_What is needed:_
Each entry needs to be restated exactly as written.

(Coordinate annotation records)
+ + + + +

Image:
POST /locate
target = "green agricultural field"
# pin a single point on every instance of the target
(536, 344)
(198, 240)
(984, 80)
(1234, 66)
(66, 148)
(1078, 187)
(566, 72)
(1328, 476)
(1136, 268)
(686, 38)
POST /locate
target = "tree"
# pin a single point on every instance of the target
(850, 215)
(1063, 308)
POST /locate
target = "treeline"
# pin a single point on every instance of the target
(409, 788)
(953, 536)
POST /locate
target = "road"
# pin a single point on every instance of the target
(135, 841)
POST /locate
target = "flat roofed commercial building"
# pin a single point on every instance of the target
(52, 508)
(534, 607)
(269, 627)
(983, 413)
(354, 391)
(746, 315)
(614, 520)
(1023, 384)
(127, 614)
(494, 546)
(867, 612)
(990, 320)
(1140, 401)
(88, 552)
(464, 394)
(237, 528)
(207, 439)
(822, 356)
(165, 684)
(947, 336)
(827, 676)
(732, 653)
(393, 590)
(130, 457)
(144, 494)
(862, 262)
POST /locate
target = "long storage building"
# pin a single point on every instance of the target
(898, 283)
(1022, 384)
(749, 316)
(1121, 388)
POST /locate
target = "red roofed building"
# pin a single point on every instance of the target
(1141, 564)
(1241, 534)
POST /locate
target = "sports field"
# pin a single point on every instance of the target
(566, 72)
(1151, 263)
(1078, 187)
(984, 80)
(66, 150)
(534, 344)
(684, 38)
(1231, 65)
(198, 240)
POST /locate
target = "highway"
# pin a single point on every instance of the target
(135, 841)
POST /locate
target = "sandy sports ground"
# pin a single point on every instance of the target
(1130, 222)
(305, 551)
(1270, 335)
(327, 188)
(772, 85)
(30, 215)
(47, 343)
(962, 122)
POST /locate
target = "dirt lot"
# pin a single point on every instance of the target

+ + + + +

_Problem solution:_
Image:
POST /locate
target = "green agricultural field"
# pin a single point on every instance of the target
(536, 344)
(198, 240)
(984, 80)
(1234, 66)
(66, 148)
(1078, 187)
(566, 72)
(1328, 476)
(1136, 268)
(686, 38)
POST /locate
target = "tree"
# pin a single point on every instance of the target
(850, 215)
(1063, 308)
POST /locate
target = "treeline"
# pin a single point on every instance of the target
(409, 788)
(953, 536)
POST /locate
target = "road"
# pin a single point on every instance of the target
(135, 841)
POST /locate
target = "flat roofed commercial building"
# pin a single point on every instance of the target
(52, 508)
(534, 607)
(269, 627)
(983, 413)
(354, 391)
(746, 315)
(614, 520)
(1023, 384)
(127, 614)
(494, 546)
(867, 612)
(990, 320)
(1140, 401)
(88, 552)
(464, 394)
(237, 528)
(207, 439)
(822, 356)
(165, 684)
(947, 336)
(827, 676)
(732, 653)
(393, 590)
(130, 457)
(144, 494)
(862, 262)
POST /locate
target = "long storage building"
# pin a single point on every instance of the target
(898, 283)
(1022, 384)
(749, 316)
(1121, 388)
POST /locate
target = "red roofed building"
# pin a single point on every instance of the target
(1141, 564)
(1241, 534)
POST /locate
target = "sports field"
# pin a single point on every instance of the target
(566, 72)
(1151, 263)
(1078, 187)
(984, 80)
(66, 150)
(534, 344)
(684, 38)
(1231, 65)
(198, 240)
POST /locate
target = "highway"
# pin a single point on every instance of the target
(135, 841)
POST /locate
target = "sandy sports ground"
# pin a single point on every instance of the target
(1130, 222)
(305, 551)
(1270, 335)
(327, 188)
(772, 85)
(30, 215)
(47, 343)
(962, 122)
POST /locate
target = "dirt lot"
# pin a single point on every instance of the target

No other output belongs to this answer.